Eine echte Lösung habe ich dafür nicht, aber da wir uns hier ohnehin im winzigen Reichweitenbereich befinden, gerade auch im Vergleich zu den Werten, die Sie durch eine Meldung über die Nachrichtenagenturen in den klassischen Kanälen erzielen, ist der sehr dicke Daumen zur Peilung erlaubt:
Monatliche Portal-Visits | Reichweite |
< 10 Mio. | 200 |
> 10 Mio. | 300 |
Richtig gelesen: Ich denke, dass pro Portal lediglich zwischen 200 und 300 Menschen Ihre News wahrnehmen, wenn sie ausschließlich im automatisierten Newsfeed der Nachrichtenagenturen erscheint.
Unter der Annahme, dass 5 % der monatlichen Page Impressions auf die ca. 10.000 Newsfeed-Artikel entfallen, was meines Erachtens sehr optimistisch ist, stoßen Sie in solch kleine Dimensionen vor.
Wenn Ihr Clipping auf der Startseite des Mediums verlinkt ist
Befand sich Ihr Clipping auf der Homepage (Startseite) des Mediums, dürfen Sie zu der mit obiger Formel errechneten Reichweite weitere Reichweite addieren, da die Startseite bei den journalistischen Medien eine große Aufmerksamkeit erhält und entsprechend auch mehr Menschen den Artikel mit Ihrer PR-Botschaft geklickt haben.
Sie führen also oben stehende Rechnung durch und ergänzen den Wert um das Ergebnis aus folgender Rechnung:
-
Prozent der Zeit, die ein Artikel in einem Monat auf der Startseite war.
Beispiel: 1 Tag Startseite = 1/30 des Monats = 3,33 %. 3,33 % des monatlichen Startseiten-Traffics, gemessen wieder in Page Impressions, entstanden zu einer Zeit, als Ihr Artikel dort stand.
-
Verortung des Artikels: An welcher Stelle der Startseite stand er?
Der Traffic für die einzelnen Artikel dürfte auf der Startseite sehr ungleich sein. Deshalb nehme ich folgende Verteilung an:
- Erste 10 Haupt-Beiträge: 60 % des Traffics
- Nächste 15 Haupt-Beiträge: 30 % des Traffics
- Rest (bei unendlichem Weiterladen: bis zum ersten Weiterladen): 10 % des Traffics
Haupt-Beiträge sind die mit der großen Überschrift. Manche Medien verlinken unter denen andere, oft ältere Artikel, die zu dem Thema passen - die ignoriere ich, da die Verlinkungen im Regelfall nur sehr kleine Schriftgrößen aufweisen. Genauso ignoriere ich den Traffic, der gar nicht weitergeführt wird, da ich glaube, dass dieser verschwindend gering ist. Den Startseiten-Traffic finden Sie ebenfalls bei der IVW oder (hoffentlich) in den Mediadaten des jeweiligen Mediums.

========

Aufgabenziel:
Beantworten Sie anhand des Textes zur Reichweitenschätzung folgende Fragen:
1. Welche Reichweite wird für ein Portal mit mehr als 10 Mio. monatlichen Visits angesetzt?
2. Wie viel Prozent des Monats entspricht laut Beispiel ein Tag auf der Startseite?
3. Welcher Anteil des Traffics wird den ersten 10 Haupt-Beiträgen zugeschrieben?

========

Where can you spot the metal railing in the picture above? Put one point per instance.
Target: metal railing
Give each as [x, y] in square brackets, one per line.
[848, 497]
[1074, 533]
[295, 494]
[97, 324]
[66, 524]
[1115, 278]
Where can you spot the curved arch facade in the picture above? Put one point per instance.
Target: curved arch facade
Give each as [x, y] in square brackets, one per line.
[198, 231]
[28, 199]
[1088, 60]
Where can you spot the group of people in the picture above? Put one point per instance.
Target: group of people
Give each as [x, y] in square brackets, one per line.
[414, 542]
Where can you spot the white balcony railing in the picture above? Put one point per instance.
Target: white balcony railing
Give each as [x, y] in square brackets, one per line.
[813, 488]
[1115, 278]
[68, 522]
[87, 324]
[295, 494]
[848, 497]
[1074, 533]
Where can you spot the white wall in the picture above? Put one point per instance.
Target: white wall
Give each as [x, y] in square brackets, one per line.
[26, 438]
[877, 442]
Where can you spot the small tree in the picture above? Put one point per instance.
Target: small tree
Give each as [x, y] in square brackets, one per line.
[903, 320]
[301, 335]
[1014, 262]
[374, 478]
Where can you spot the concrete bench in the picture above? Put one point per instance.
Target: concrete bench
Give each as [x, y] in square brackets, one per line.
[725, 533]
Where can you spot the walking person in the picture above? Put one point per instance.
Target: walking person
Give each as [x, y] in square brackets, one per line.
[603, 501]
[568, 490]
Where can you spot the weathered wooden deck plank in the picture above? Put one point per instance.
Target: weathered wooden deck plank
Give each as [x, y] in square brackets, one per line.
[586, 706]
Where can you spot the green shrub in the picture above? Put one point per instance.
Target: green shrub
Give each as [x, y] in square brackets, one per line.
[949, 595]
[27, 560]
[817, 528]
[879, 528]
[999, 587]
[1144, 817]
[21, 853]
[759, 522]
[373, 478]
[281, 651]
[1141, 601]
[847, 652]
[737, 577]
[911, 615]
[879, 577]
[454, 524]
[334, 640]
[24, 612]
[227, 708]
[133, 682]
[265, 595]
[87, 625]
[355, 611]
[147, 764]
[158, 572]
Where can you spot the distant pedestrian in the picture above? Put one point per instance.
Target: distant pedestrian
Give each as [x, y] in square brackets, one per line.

========

Schriftliche Antwort:
1. 300
2. 3,33 %
3. 60 %